Übungsteile:
a - Welche Marken nennt der Textauszug über Radschuhe als lobenswerte Ausnahmen mit flachem Vorfuß?
b - Schreiben Sie aus dem Textauszug über Radschuhe den Abschnitt von „Meiner Meinung nach“ bis „Lake oder Specialized.“ wortgetreu ab.

Die Cleats sind ebenfalls eine Stellschraube. Erfahrungsgemäss (nicht nur auf mich bezogen) würde ich hier von einer "neutralen" (zwischen den beiden Zehengelenken) Position ausgehen, und mich dann probehalber wegbewegen. Was man bedenken muss, sind zwei Dinge: Die Grundposition der Cleats in Bezug auf den Schuh (nicht den Fuss!) ist je nach Hersteller extrem unterschiedlich (und kann, bei einer normalen Herrenschuhgrösse von 43/44 durchaus 1.5cm ausmachen). Des wegen nie auf den Schuh achten. Zweitens ist tendenziell ein (zu) stark nach vorne geschobener Cleat problematisch für das System Fussgelenk/Ferse, da höhere Hebelkräfte wirken, was sich in der Regel nicht durch Taubheit im Vorfuss, sondern durch entsprechende Entzündungen im Fussgelenk bemerkbar macht.
Nicht zu vergessen, wenn auch eingangs schon angetönt, ist die Passform des Schuhs! Und dabei gilt es mehrere Dimensionen zu beachten: Breite von Fersenbereich und Vorfuss (kann je nach Fahrer unterschiedlich sein), Höhe des Schuhs, Form des Vorfusses.
Meiner Meinung nach schneiden die meisten Marken ihre Schuhe im Vorfuss zu spitz (kaum ein Mensch hat, zumal auf der Innenseite, einen derart spitz zulaufenden Fuss!). Lobenswerte ausnahmen mit "flachem" Vorfuss sind Lake oder Specialized.

Gegebene Daten:
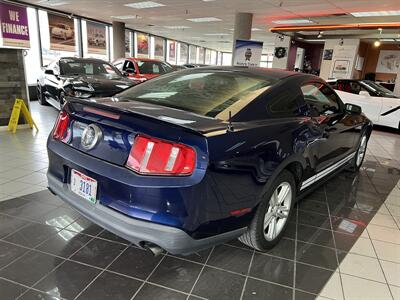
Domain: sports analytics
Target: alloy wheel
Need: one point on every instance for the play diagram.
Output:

Lösungen:
a - Lake und Specialized.

b -
Meiner Meinung nach schneiden die meisten Marken ihre Schuhe im Vorfuss zu spitz (kaum ein Mensch hat, zumal auf der Innenseite, einen derart spitz zulaufenden Fuss!). Lobenswerte ausnahmen mit "flachem" Vorfuss sind Lake oder Specialized.